■ **EXERCISE INSTRUCTIONS**: In the data below, copy out verbatim every line from the one containing "Each <instance> block" to the one containing "box: [115, 109, 122, 119]", including both of those lines.

************

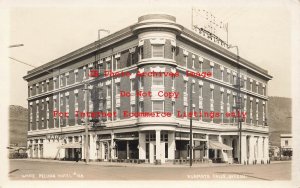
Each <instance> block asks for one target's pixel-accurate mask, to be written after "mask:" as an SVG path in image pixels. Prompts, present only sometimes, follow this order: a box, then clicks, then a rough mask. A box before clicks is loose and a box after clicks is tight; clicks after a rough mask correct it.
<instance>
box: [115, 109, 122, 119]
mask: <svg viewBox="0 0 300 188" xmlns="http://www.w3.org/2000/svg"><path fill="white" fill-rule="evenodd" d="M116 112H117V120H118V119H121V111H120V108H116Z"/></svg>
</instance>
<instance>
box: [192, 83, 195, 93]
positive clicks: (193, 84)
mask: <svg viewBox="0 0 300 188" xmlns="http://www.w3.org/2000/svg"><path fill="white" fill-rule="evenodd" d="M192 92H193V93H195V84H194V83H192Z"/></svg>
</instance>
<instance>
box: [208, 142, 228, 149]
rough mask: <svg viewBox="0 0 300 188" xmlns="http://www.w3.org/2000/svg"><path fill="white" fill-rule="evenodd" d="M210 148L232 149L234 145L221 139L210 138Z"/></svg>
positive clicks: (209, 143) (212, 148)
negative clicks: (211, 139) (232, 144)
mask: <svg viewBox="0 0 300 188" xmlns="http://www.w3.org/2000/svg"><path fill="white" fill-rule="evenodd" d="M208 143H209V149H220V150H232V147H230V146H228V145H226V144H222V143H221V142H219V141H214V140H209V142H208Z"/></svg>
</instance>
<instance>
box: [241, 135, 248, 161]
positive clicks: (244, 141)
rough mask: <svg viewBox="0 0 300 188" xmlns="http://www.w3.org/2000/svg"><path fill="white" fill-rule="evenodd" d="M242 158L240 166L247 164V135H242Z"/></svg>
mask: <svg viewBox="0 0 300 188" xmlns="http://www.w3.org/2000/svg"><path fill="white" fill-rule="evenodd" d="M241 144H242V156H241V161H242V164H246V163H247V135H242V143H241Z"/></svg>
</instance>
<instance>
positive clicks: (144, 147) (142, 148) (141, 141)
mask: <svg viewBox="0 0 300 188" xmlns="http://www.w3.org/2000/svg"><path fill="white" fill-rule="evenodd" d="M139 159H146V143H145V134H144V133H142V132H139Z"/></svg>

************

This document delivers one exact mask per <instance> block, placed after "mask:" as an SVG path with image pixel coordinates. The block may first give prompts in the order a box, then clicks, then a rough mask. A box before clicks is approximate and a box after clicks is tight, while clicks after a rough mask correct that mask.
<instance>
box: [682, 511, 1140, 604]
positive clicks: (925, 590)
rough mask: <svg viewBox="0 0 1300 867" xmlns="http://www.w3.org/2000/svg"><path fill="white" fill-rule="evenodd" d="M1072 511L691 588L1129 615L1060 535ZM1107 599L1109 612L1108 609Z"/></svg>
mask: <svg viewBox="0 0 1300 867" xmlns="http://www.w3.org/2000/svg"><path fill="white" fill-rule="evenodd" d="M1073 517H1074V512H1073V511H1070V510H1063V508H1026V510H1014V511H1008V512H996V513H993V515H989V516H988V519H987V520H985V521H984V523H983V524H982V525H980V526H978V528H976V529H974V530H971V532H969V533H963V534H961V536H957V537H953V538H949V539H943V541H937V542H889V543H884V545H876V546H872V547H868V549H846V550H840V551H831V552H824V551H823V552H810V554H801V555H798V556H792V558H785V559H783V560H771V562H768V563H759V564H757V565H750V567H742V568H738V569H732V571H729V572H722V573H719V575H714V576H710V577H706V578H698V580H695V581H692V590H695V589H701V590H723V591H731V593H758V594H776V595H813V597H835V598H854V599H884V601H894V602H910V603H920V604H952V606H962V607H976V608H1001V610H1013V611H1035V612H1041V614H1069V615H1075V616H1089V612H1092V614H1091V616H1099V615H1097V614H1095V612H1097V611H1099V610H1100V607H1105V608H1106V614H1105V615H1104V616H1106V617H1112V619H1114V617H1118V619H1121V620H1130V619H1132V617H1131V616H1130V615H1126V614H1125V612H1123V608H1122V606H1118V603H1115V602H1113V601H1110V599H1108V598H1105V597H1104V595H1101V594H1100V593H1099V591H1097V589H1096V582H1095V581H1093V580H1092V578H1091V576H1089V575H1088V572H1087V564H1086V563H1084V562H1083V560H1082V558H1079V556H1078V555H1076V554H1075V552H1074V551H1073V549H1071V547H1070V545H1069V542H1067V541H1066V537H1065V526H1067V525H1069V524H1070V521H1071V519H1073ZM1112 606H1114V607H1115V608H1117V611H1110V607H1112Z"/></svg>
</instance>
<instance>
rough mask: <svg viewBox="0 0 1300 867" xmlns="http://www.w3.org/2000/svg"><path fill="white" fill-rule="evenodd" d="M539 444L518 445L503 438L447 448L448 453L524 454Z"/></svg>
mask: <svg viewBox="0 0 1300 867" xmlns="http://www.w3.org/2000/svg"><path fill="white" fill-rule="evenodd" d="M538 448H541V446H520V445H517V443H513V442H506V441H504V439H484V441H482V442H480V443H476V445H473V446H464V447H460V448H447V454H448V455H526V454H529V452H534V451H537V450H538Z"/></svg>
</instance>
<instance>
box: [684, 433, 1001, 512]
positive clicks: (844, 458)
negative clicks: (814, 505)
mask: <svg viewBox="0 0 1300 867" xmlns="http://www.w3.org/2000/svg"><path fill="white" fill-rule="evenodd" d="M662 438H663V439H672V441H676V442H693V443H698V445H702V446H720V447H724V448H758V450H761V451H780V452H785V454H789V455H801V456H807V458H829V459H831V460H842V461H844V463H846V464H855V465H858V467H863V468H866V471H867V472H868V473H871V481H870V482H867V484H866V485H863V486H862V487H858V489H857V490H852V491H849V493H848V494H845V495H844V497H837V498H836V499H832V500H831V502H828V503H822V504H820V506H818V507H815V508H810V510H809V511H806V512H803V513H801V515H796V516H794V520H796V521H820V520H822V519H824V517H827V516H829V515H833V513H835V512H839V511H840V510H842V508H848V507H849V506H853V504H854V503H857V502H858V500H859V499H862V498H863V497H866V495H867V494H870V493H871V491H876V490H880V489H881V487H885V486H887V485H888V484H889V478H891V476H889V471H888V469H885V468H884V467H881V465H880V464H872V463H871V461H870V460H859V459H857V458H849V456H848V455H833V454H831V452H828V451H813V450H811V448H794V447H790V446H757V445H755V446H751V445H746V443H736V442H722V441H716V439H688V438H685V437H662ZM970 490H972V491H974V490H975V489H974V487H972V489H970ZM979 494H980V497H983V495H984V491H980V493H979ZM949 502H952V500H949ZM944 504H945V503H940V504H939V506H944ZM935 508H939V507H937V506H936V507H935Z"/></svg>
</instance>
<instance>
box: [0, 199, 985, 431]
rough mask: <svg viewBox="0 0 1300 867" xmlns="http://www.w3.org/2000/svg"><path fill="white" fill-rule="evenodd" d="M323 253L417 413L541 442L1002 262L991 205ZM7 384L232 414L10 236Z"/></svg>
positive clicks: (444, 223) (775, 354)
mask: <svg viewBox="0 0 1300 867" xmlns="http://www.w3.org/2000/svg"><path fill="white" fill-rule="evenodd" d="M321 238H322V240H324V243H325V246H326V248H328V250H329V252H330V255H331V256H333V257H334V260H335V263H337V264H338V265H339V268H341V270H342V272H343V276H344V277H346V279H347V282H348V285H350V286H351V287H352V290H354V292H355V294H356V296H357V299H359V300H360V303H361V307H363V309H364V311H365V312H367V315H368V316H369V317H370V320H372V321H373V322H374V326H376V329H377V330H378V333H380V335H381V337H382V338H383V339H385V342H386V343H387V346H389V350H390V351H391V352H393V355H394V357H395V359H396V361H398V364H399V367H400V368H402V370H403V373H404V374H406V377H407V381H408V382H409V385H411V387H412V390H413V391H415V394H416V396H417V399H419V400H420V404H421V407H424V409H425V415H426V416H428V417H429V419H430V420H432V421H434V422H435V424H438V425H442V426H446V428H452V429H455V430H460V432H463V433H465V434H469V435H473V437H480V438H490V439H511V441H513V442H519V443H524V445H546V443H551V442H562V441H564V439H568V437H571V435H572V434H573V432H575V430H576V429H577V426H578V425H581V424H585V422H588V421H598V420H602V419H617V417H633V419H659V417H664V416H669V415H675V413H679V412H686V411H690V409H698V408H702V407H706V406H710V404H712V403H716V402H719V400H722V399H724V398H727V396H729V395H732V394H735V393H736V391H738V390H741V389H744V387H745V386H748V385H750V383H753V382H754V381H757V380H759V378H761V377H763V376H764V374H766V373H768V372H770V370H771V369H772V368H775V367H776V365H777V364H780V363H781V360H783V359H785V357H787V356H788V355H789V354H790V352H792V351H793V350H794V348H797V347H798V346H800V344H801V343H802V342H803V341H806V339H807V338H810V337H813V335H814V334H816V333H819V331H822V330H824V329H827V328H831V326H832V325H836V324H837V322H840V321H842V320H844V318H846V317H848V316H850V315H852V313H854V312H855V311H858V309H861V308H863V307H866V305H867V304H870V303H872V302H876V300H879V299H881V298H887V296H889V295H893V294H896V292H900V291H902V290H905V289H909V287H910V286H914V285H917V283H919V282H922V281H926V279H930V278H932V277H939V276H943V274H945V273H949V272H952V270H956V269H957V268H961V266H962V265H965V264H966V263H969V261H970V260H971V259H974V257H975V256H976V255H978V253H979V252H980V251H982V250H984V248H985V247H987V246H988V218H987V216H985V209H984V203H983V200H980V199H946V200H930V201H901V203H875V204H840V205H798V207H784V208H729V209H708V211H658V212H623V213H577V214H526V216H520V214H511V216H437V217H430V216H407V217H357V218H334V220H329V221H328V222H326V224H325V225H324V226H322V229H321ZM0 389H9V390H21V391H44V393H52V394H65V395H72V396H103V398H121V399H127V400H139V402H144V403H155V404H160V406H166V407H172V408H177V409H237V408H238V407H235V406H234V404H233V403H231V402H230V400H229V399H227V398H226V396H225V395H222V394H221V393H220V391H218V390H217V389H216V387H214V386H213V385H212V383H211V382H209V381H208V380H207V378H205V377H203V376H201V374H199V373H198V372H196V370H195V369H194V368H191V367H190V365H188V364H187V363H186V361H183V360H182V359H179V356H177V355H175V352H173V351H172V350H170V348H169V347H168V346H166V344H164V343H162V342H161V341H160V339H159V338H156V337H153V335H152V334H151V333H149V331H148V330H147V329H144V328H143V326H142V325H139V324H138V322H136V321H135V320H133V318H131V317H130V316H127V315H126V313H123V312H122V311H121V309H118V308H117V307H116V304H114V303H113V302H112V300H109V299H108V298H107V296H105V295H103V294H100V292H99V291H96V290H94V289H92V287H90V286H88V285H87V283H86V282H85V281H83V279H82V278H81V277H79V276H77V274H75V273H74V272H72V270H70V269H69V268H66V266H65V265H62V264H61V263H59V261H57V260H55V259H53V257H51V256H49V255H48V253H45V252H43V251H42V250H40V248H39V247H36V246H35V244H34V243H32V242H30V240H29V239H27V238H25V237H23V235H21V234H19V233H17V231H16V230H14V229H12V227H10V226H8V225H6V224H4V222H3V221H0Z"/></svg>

************

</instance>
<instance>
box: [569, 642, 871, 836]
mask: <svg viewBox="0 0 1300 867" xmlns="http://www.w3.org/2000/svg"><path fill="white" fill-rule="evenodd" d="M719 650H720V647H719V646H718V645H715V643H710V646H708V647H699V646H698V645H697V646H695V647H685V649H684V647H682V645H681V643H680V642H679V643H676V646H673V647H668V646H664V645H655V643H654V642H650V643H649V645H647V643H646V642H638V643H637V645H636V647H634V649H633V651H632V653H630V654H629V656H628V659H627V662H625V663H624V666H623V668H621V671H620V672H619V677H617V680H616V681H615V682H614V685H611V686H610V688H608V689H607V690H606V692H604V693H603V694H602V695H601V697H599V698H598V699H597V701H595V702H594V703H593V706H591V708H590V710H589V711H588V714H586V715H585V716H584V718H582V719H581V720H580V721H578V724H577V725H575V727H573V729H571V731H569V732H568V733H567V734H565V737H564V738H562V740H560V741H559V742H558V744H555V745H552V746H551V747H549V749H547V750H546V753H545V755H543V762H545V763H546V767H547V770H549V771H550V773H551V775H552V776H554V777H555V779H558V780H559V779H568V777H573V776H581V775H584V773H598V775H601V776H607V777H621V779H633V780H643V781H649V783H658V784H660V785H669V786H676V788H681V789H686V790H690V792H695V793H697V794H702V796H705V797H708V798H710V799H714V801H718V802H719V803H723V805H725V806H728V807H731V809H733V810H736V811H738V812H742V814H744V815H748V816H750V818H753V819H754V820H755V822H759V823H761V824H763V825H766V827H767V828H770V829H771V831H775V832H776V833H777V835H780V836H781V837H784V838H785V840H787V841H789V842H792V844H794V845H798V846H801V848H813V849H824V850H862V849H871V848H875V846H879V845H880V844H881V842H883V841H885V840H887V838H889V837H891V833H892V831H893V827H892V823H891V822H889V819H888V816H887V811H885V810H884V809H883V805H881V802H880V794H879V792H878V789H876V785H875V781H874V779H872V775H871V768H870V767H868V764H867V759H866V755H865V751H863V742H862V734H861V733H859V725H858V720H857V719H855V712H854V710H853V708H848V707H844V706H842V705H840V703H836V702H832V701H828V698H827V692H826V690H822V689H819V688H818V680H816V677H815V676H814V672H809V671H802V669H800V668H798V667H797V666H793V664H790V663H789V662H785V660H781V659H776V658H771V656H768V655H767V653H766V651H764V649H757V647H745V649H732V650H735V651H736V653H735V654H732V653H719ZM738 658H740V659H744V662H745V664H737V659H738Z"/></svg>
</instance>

************

■ **ANSWER TO THIS PROBLEM**:
Each <instance> block asks for one target's pixel-accurate mask, to be written after "mask:" as an SVG path in image pixels. Prompts, present only sometimes, follow this order: a box, then clicks, then a rough mask. A box before clicks is loose and a box after clicks is tight; clicks after a rough mask correct it.
<instance>
box: [115, 109, 122, 119]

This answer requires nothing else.